**Instructions for the task**
Tally the lines in the data below that contain the word "yellow" and reply with that number alone.

Start of Dataset records

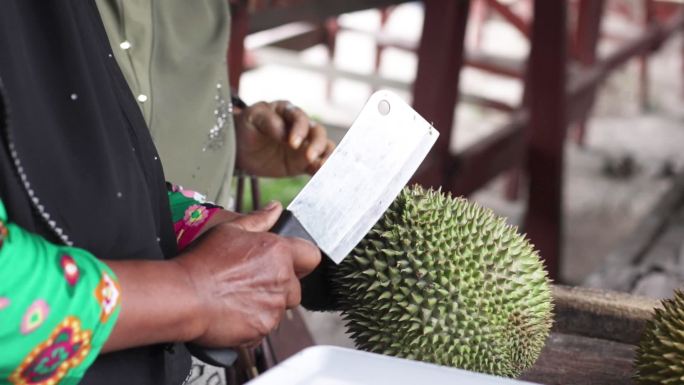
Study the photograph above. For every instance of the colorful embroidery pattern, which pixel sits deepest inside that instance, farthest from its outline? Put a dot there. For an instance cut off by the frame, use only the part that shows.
(107, 293)
(195, 215)
(3, 232)
(70, 268)
(4, 302)
(34, 316)
(50, 361)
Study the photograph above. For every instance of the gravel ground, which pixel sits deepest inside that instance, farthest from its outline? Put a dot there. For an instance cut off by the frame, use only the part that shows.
(610, 184)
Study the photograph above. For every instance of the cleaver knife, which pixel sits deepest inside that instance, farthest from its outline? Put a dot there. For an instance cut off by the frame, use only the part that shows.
(375, 159)
(346, 197)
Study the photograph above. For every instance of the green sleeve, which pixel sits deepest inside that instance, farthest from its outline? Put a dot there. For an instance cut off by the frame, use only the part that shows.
(58, 306)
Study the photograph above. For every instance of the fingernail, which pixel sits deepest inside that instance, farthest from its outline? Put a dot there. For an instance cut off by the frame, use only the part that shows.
(297, 141)
(271, 205)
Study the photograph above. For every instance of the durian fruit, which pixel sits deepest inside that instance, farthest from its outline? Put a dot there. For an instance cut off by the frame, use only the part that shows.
(660, 356)
(442, 280)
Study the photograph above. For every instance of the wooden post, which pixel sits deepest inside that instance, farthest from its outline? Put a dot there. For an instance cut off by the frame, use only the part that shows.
(546, 131)
(435, 91)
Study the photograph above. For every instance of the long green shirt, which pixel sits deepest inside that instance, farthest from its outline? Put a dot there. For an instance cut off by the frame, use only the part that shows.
(59, 304)
(173, 55)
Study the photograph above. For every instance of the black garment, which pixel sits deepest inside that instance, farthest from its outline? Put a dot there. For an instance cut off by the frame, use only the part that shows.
(77, 163)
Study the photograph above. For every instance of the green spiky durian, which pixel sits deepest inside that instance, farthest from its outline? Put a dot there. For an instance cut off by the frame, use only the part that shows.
(442, 280)
(660, 356)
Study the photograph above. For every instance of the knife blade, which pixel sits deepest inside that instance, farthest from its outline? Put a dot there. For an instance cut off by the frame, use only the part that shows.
(346, 197)
(375, 159)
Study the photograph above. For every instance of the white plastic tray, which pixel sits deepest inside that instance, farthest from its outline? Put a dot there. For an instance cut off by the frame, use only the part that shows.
(329, 365)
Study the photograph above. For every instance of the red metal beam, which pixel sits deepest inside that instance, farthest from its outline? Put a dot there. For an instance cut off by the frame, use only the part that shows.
(546, 131)
(583, 86)
(516, 21)
(435, 90)
(587, 34)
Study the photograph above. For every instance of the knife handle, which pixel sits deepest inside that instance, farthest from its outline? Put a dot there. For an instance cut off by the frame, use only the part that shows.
(289, 226)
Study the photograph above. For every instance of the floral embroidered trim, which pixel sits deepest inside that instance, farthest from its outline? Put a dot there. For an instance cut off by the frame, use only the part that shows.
(107, 293)
(194, 195)
(50, 361)
(195, 215)
(71, 272)
(3, 233)
(34, 316)
(186, 229)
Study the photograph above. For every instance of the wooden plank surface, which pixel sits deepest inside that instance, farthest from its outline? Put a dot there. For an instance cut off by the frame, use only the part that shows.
(576, 360)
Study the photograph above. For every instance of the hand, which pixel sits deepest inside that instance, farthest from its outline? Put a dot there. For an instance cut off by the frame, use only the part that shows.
(278, 139)
(246, 278)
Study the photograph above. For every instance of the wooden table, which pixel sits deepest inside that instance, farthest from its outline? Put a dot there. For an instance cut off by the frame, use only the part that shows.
(594, 338)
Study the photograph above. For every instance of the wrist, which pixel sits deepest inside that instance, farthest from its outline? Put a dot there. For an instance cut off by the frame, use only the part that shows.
(194, 318)
(159, 304)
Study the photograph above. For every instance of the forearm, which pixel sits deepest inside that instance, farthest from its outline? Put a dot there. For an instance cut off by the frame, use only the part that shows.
(159, 304)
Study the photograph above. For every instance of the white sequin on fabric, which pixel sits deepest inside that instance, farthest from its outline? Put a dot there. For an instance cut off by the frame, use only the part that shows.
(224, 111)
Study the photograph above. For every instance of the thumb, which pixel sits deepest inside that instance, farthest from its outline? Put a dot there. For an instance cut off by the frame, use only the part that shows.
(262, 220)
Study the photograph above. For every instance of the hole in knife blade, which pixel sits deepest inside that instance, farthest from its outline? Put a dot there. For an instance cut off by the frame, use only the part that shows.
(383, 107)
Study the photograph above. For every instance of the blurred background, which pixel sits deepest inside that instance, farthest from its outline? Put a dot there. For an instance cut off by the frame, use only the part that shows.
(566, 117)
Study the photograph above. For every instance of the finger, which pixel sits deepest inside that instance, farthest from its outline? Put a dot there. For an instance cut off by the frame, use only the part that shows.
(262, 220)
(297, 121)
(294, 294)
(318, 140)
(305, 256)
(267, 121)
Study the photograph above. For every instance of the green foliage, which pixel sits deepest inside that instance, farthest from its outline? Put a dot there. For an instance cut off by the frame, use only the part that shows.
(442, 280)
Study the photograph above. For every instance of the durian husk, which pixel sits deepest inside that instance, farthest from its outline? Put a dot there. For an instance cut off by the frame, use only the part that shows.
(442, 280)
(660, 355)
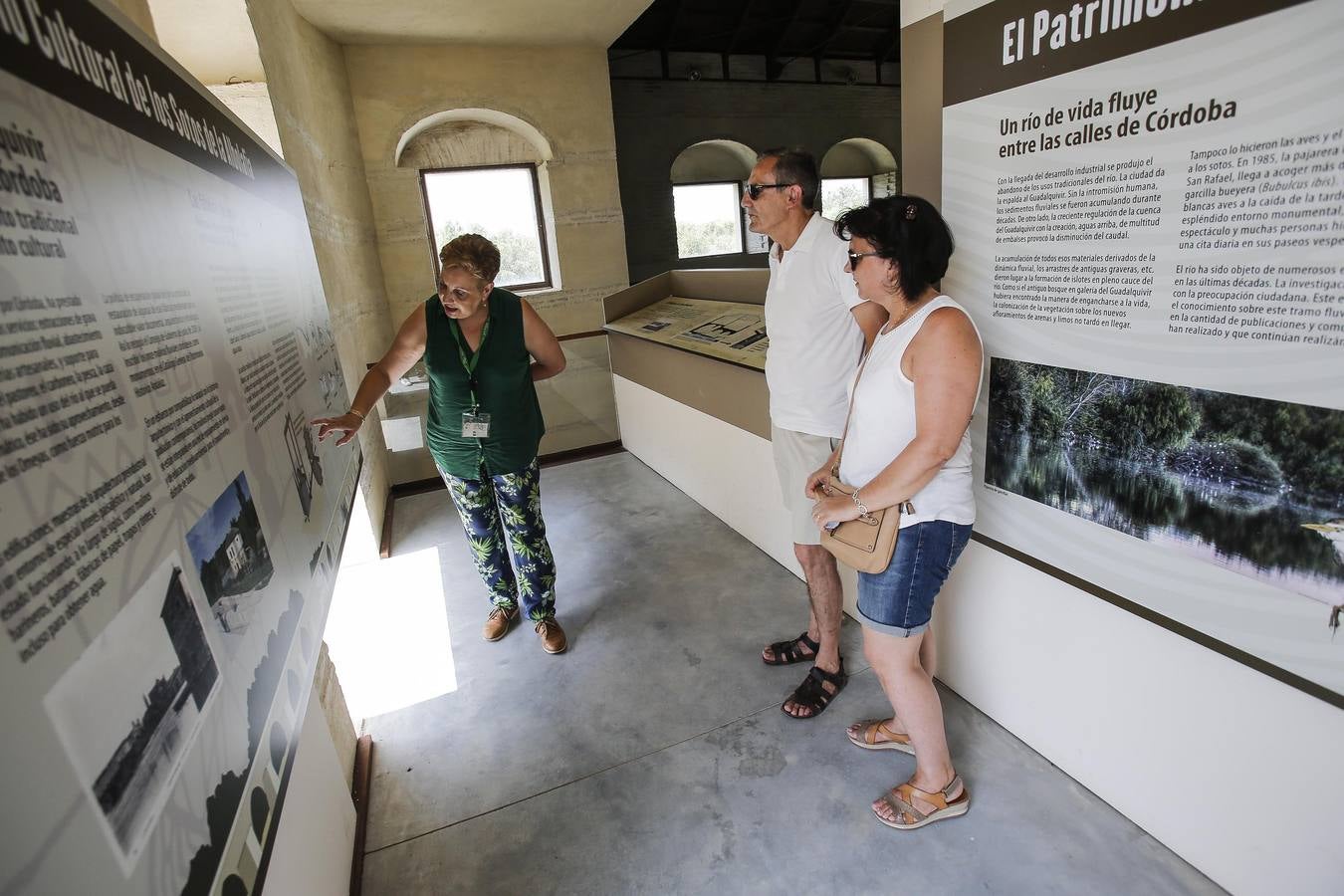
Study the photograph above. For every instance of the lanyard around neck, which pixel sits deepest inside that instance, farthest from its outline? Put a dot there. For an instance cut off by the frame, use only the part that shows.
(469, 362)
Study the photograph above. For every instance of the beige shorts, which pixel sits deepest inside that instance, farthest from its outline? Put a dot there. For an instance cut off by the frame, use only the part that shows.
(795, 457)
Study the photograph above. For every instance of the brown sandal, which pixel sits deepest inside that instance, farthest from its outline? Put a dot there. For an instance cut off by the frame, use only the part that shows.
(902, 798)
(866, 737)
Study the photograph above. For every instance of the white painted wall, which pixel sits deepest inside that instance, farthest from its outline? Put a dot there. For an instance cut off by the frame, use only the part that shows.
(1233, 772)
(316, 837)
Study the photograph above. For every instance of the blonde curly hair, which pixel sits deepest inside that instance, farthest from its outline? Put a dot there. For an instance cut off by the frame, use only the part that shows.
(472, 253)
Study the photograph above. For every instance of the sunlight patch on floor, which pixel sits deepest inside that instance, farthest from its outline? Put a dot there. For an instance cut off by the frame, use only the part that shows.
(387, 634)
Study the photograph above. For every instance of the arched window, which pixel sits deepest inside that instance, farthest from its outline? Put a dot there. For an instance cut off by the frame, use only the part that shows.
(853, 172)
(706, 195)
(484, 172)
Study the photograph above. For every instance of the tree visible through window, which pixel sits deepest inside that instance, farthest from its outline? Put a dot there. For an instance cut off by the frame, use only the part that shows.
(709, 220)
(841, 193)
(500, 203)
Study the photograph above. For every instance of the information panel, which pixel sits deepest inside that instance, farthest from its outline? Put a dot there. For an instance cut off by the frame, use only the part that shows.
(728, 331)
(1160, 292)
(168, 524)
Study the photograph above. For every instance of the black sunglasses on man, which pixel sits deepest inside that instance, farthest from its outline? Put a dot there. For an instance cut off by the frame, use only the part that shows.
(756, 189)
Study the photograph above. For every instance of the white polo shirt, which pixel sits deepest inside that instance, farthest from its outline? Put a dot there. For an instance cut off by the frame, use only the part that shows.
(814, 338)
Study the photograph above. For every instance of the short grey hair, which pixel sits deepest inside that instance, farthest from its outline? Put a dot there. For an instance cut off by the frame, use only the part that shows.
(795, 165)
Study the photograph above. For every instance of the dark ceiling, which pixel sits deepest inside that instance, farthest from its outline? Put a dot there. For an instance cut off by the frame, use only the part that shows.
(780, 30)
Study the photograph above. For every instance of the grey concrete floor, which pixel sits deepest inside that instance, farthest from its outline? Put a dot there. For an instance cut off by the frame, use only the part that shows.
(652, 758)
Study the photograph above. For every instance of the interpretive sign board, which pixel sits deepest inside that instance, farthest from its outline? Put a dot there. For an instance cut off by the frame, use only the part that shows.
(1162, 299)
(168, 524)
(726, 331)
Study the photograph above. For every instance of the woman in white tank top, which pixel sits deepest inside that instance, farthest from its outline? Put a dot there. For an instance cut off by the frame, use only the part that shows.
(907, 445)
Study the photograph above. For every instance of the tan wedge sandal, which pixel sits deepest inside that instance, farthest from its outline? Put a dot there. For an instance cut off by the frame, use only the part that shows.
(902, 798)
(866, 737)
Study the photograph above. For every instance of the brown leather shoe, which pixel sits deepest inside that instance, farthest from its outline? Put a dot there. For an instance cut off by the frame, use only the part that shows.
(499, 622)
(553, 635)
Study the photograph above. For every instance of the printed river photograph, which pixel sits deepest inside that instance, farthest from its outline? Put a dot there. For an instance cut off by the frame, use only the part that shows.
(1251, 485)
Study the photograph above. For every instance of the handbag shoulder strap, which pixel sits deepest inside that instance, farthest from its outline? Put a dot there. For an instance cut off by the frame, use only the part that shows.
(853, 392)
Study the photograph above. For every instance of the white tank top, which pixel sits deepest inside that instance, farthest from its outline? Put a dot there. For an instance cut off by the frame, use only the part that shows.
(882, 423)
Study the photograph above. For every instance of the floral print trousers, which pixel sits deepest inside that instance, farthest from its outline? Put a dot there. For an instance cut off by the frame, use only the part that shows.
(507, 510)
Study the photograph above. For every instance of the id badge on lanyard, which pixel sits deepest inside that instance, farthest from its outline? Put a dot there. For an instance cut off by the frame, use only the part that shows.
(475, 423)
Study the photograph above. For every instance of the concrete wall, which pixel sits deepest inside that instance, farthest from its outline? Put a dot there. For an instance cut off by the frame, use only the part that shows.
(561, 96)
(656, 119)
(1230, 769)
(138, 12)
(561, 93)
(310, 92)
(250, 101)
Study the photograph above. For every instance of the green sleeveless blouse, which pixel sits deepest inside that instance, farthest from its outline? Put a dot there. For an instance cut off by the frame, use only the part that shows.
(503, 385)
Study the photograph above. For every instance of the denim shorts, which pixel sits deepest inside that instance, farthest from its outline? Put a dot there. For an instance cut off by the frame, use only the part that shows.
(898, 600)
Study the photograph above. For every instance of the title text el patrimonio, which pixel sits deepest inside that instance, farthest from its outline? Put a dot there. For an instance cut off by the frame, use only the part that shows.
(1078, 23)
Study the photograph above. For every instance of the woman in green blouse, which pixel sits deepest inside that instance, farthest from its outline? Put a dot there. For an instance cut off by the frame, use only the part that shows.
(483, 348)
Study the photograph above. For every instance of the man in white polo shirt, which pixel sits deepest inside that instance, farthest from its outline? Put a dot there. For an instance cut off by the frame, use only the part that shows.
(817, 327)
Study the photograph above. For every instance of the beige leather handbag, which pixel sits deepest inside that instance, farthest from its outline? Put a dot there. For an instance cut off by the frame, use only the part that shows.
(868, 542)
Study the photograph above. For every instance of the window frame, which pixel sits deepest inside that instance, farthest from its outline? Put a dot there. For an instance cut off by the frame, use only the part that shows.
(742, 227)
(548, 281)
(867, 187)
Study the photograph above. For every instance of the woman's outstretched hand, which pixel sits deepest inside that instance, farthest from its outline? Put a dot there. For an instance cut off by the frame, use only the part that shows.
(839, 510)
(346, 423)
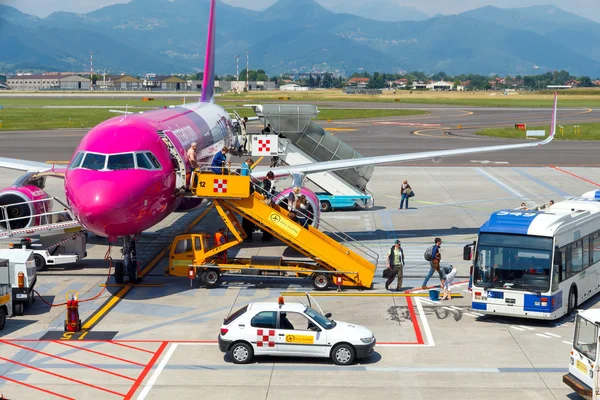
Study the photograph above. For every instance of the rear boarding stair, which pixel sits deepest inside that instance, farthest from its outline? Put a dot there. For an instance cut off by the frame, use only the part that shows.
(345, 263)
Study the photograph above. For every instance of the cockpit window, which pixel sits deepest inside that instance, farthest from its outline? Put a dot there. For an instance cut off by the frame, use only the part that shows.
(77, 160)
(94, 161)
(120, 161)
(153, 160)
(142, 161)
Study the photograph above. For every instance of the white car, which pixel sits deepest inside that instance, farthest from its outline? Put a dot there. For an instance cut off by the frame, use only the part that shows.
(292, 329)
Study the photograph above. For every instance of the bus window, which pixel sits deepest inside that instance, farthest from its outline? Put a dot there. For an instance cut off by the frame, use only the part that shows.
(595, 247)
(577, 264)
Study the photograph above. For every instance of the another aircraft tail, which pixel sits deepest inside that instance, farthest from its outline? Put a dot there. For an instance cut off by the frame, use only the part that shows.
(208, 81)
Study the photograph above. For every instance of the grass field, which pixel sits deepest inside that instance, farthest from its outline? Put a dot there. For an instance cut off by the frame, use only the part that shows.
(587, 132)
(580, 98)
(23, 118)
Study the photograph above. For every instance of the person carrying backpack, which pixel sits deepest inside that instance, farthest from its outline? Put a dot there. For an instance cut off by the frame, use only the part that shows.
(430, 254)
(395, 262)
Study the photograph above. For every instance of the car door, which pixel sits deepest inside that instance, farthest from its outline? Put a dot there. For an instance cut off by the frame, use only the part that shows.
(264, 326)
(299, 335)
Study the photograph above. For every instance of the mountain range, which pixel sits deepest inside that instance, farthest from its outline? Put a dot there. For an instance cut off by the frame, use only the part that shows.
(166, 36)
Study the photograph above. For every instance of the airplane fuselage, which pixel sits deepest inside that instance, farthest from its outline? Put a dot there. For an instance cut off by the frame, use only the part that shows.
(120, 190)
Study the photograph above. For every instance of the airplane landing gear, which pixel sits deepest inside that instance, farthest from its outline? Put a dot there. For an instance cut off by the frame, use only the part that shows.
(129, 266)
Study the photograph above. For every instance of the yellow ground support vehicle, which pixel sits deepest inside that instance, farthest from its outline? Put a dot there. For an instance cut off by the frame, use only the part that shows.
(331, 261)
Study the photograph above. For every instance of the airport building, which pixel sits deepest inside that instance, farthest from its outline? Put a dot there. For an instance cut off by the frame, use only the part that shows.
(33, 83)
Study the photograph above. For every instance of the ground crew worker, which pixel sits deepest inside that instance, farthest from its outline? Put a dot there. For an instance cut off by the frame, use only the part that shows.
(220, 161)
(221, 239)
(434, 253)
(395, 261)
(192, 158)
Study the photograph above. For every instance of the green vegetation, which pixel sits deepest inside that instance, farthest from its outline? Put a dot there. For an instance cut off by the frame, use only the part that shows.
(60, 118)
(587, 132)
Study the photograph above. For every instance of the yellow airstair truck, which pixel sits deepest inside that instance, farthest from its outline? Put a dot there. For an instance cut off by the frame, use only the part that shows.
(331, 262)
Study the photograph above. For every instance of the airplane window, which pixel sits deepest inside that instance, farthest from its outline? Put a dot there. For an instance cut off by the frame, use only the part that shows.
(142, 161)
(94, 161)
(77, 160)
(153, 160)
(120, 161)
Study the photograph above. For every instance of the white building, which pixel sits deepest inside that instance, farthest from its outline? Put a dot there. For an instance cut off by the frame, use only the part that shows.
(441, 85)
(292, 87)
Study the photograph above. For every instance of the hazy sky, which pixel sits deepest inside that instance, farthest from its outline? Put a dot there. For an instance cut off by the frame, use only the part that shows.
(587, 8)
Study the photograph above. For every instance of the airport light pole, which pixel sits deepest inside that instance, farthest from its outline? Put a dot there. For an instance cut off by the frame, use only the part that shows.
(237, 73)
(247, 69)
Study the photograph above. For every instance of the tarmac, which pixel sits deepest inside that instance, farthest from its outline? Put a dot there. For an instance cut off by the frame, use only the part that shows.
(158, 339)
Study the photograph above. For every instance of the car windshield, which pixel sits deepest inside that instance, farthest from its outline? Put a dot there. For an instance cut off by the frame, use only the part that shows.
(516, 262)
(120, 161)
(94, 161)
(586, 336)
(321, 319)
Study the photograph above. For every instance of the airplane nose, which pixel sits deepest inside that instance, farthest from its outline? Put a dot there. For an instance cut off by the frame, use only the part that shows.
(103, 206)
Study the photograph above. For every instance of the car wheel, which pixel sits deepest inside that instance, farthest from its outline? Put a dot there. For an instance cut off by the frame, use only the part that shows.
(343, 354)
(572, 305)
(211, 278)
(2, 318)
(119, 272)
(241, 353)
(40, 263)
(19, 308)
(320, 281)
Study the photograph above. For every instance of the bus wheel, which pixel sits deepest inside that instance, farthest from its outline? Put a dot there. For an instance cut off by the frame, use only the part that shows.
(572, 305)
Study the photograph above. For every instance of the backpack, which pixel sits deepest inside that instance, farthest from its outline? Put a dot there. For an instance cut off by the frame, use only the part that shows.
(428, 252)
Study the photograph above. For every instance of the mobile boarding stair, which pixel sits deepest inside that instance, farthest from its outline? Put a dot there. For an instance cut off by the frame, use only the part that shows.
(305, 142)
(349, 261)
(36, 217)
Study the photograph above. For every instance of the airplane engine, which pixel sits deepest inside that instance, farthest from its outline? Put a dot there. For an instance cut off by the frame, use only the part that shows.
(311, 197)
(22, 206)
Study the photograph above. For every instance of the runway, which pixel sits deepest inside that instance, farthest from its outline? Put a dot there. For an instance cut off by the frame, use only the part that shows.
(437, 130)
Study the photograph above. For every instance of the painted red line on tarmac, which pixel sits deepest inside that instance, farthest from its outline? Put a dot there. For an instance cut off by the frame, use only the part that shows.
(67, 360)
(413, 317)
(99, 353)
(576, 176)
(133, 347)
(62, 376)
(140, 379)
(36, 388)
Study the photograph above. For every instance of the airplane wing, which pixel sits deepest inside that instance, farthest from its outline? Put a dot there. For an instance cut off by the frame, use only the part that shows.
(325, 166)
(24, 165)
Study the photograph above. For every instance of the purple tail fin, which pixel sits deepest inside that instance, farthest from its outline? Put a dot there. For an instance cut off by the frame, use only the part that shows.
(208, 82)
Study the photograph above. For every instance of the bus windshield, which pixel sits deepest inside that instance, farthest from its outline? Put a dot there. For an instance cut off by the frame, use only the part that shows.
(516, 262)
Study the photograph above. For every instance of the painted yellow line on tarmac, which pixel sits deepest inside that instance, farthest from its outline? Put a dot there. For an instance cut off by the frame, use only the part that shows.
(338, 294)
(341, 129)
(100, 313)
(138, 285)
(127, 287)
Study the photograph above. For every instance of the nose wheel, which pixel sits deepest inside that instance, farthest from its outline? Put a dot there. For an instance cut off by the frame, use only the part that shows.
(129, 266)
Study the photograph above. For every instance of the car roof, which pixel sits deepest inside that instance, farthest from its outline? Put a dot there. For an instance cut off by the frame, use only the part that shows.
(274, 306)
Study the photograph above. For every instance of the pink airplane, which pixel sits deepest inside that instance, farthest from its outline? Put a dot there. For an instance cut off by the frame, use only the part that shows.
(125, 174)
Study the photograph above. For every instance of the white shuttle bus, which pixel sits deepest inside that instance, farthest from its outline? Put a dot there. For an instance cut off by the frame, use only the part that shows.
(537, 263)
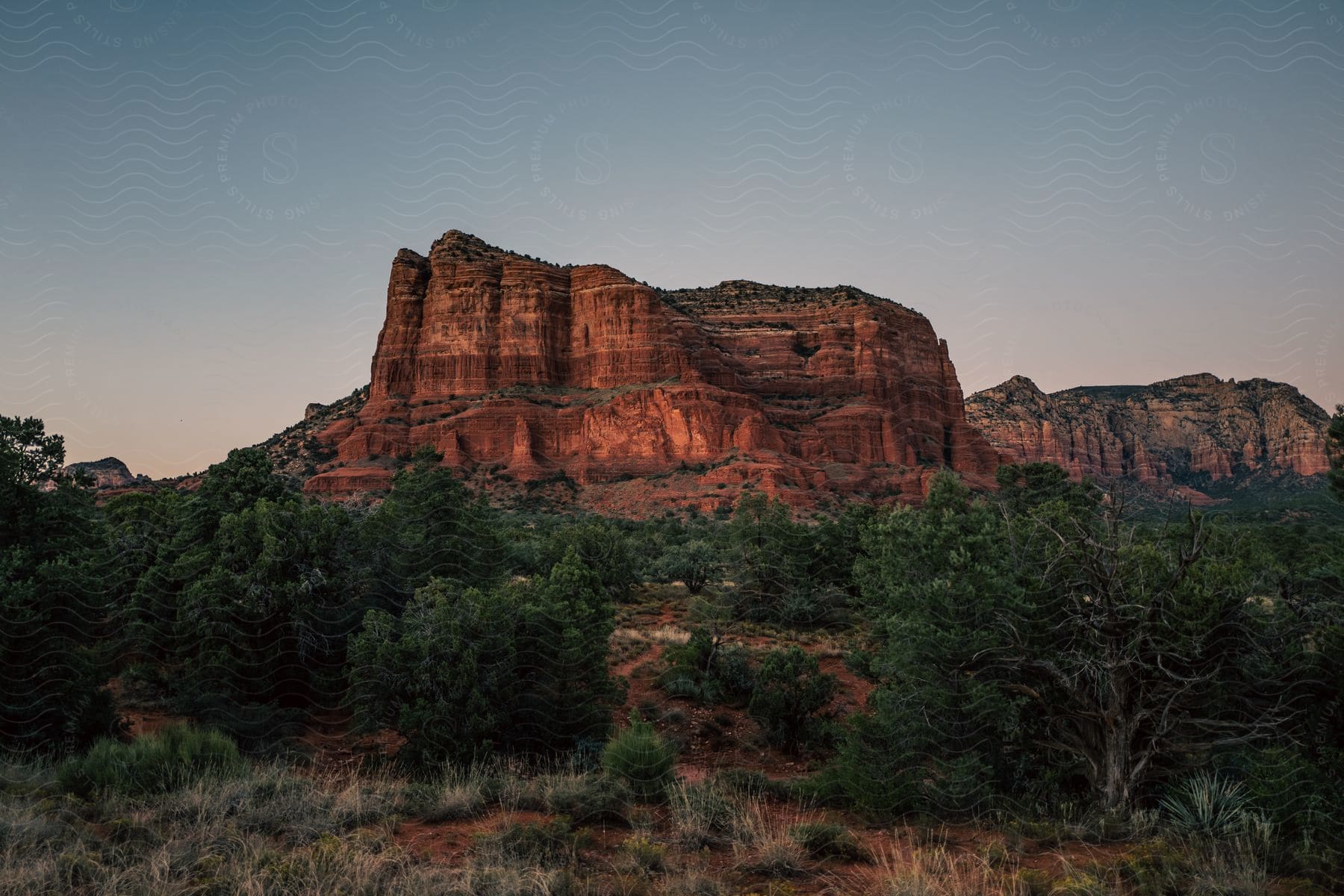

End of Dataset records

**Result**
3